> **WHAT THE TASK REQUIRES**
Set down a passage of the article below on food substitutes, word for word, beginning at the words "When it comes" and stopping after the words "the real deal.".

> **GIVEN TEXT**
§ §
Published July 09, 2012
Substitutes generally disappoint in head-to-head food comparisons: sugar vs. stevia (sweetener derived from South American perennial shrubs); steak vs. tempeh (a slightly-fermented soybean and grain patty); Parmesan cheese vs. “nutritional yeast.”
Allergies and health conditions obviously require substitutions, but low-fat, no-fat, low-sugar, no-sugar, dairy-free are becoming the rule and not the exception -- and that’s a bit sad.
It’d be nice to return to a time when we weren’t hectored about how “healthy” our food is, when eating made you feel good, not guilty. I can’t imagine my grandparents feeling guilt about eating warm crusty bread with fresh butter, just-out-of-the-oven chocolate chip cookies or butter-dipped cream biscuits.
Food has changed since then and the ubiquitousness of process food has added to a health crisis. Our times demand “healthy” alternatives.
When it comes to cooking I’m all for them as long as taste, texture and quality remain unchanged. It’s easier to reduce sugar and fat when cooking—you taste as you go along—but baking depends on chemical reactions inside an oven.
I wanted to find out if baking with substitutes could still yield the real deal.
§ §
Data for grounding objects from natural-language descriptions:
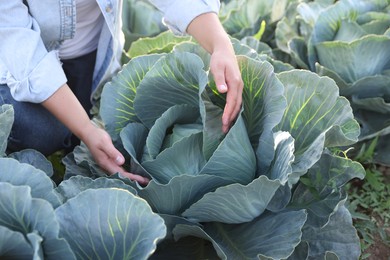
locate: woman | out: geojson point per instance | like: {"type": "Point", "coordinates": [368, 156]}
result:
{"type": "Point", "coordinates": [55, 54]}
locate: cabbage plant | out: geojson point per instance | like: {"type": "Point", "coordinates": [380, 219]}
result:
{"type": "Point", "coordinates": [80, 219]}
{"type": "Point", "coordinates": [270, 188]}
{"type": "Point", "coordinates": [348, 41]}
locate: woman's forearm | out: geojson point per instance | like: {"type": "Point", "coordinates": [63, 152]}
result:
{"type": "Point", "coordinates": [208, 31]}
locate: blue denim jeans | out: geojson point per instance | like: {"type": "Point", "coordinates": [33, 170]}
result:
{"type": "Point", "coordinates": [34, 127]}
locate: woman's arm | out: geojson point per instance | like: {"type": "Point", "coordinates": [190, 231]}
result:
{"type": "Point", "coordinates": [208, 31]}
{"type": "Point", "coordinates": [200, 19]}
{"type": "Point", "coordinates": [64, 105]}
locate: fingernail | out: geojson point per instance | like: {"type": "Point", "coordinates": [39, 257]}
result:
{"type": "Point", "coordinates": [222, 88]}
{"type": "Point", "coordinates": [119, 159]}
{"type": "Point", "coordinates": [225, 121]}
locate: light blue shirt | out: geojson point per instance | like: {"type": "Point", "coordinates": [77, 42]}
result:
{"type": "Point", "coordinates": [30, 39]}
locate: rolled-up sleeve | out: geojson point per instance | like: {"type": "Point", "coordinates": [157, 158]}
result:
{"type": "Point", "coordinates": [33, 74]}
{"type": "Point", "coordinates": [178, 14]}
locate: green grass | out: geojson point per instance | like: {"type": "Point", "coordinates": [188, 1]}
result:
{"type": "Point", "coordinates": [369, 204]}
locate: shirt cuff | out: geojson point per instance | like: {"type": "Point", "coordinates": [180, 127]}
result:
{"type": "Point", "coordinates": [179, 15]}
{"type": "Point", "coordinates": [46, 78]}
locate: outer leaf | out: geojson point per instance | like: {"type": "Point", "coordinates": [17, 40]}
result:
{"type": "Point", "coordinates": [329, 20]}
{"type": "Point", "coordinates": [21, 213]}
{"type": "Point", "coordinates": [13, 245]}
{"type": "Point", "coordinates": [117, 103]}
{"type": "Point", "coordinates": [111, 224]}
{"type": "Point", "coordinates": [20, 174]}
{"type": "Point", "coordinates": [235, 203]}
{"type": "Point", "coordinates": [175, 79]}
{"type": "Point", "coordinates": [180, 193]}
{"type": "Point", "coordinates": [315, 116]}
{"type": "Point", "coordinates": [162, 43]}
{"type": "Point", "coordinates": [6, 121]}
{"type": "Point", "coordinates": [72, 187]}
{"type": "Point", "coordinates": [35, 159]}
{"type": "Point", "coordinates": [140, 19]}
{"type": "Point", "coordinates": [280, 234]}
{"type": "Point", "coordinates": [339, 236]}
{"type": "Point", "coordinates": [356, 60]}
{"type": "Point", "coordinates": [320, 191]}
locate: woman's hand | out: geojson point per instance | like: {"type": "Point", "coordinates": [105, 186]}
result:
§ §
> **EXPECTED ANSWER**
When it comes to cooking I’m all for them as long as taste, texture and quality remain unchanged. It’s easier to reduce sugar and fat when cooking—you taste as you go along—but baking depends on chemical reactions inside an oven.
I wanted to find out if baking with substitutes could still yield the real deal.